### Tarefas a realizar
• A. Por favor, reproduza sem nenhuma alteração a parte do trecho que se inicia com as palavras que contêm "É noite, em" e termina em "Lilienfeld irá adotar.".
• B. Liste todas as pessoas do elenco e da direção do filme que o trecho menciona.

### Trecho
* * * *

É noite, em um subúrbio no norte da França, quando a protagonista (Sophie Marceau) adentra uma delegacia de polícia e anuncia o título do filme: Prenda-me (Arrêtez-moi, 2013). A confissão é de assassinato do marido, morto há 10 anos em um suposto suicídio. A reação da tenente Pontoise (Miou-Miou) ao pedido, insólito, é de estarrecimento. Sobretudo após tomar ciência do histórico de maus tratos do casamento entre Jimmy e a “culpada”. A policial nega o pedido de prisão da própria assassina confessa, e daí nasce o surreal confronto sobre o qual o filme se baseia; e é também esse o gancho para a abordagem inteligentemente descontraída que o diretor Jean-Paul Lilienfeld irá adotar.
A crônica social ganha a tela isenta de moralismos. Mais do que isso: se, por um lado, Sophie Marceau interpreta sua protagonista com o comportamento avoado de uma personagem caracterizada pela passividade e falta de rumo, a excelente Miou-Miou dispensa cinismo como a policial que cumpre seu plantão no escuro, para que todos pensem que a delegacia está fechada, e se droga com uma bebida armazenada dentro de uma garrafinha no formato da Virgem Maria. Demonstrando a habilidade e sutileza de uma verdadeira comediante, a atriz veterana leva ao riso sem esforço, além de ora servir como porta-voz dos sentimentos do público diante daquela situação inesperada, ora a realçar a ideia de uma sociedade virada de cabeça pra baixo (em pleno século XXI, homens agridem e mulheres se submetem), como Lilienfeld pretende transmitir pela transgressão à ética policial e a valores religiosos cometidos pela (aparentemente) tresloucada personagem.

* * * *

### Seção de dados

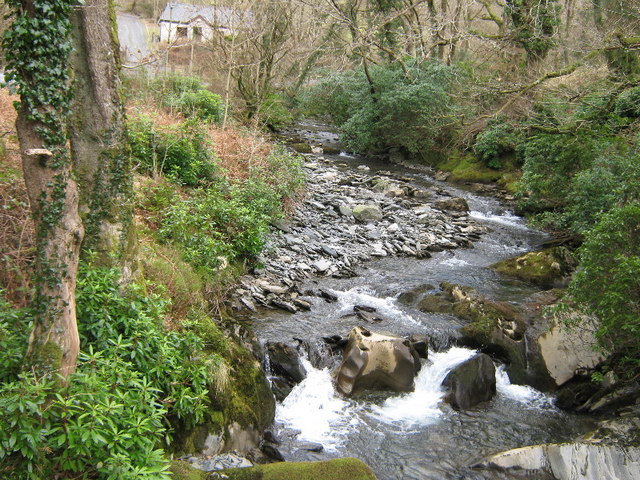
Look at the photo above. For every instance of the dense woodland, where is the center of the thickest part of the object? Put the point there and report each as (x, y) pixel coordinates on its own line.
(134, 197)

* * * *

### Respostas do exercício
• A.
É noite, em um subúrbio no norte da França, quando a protagonista (Sophie Marceau) adentra uma delegacia de polícia e anuncia o título do filme: Prenda-me (Arrêtez-moi, 2013). A confissão é de assassinato do marido, morto há 10 anos em um suposto suicídio. A reação da tenente Pontoise (Miou-Miou) ao pedido, insólito, é de estarrecimento. Sobretudo após tomar ciência do histórico de maus tratos do casamento entre Jimmy e a “culpada”. A policial nega o pedido de prisão da própria assassina confessa, e daí nasce o surreal confronto sobre o qual o filme se baseia; e é também esse o gancho para a abordagem inteligentemente descontraída que o diretor Jean-Paul Lilienfeld irá adotar.

• B. Sophie Marceau, Miou-Miou e Jean-Paul Lilienfeld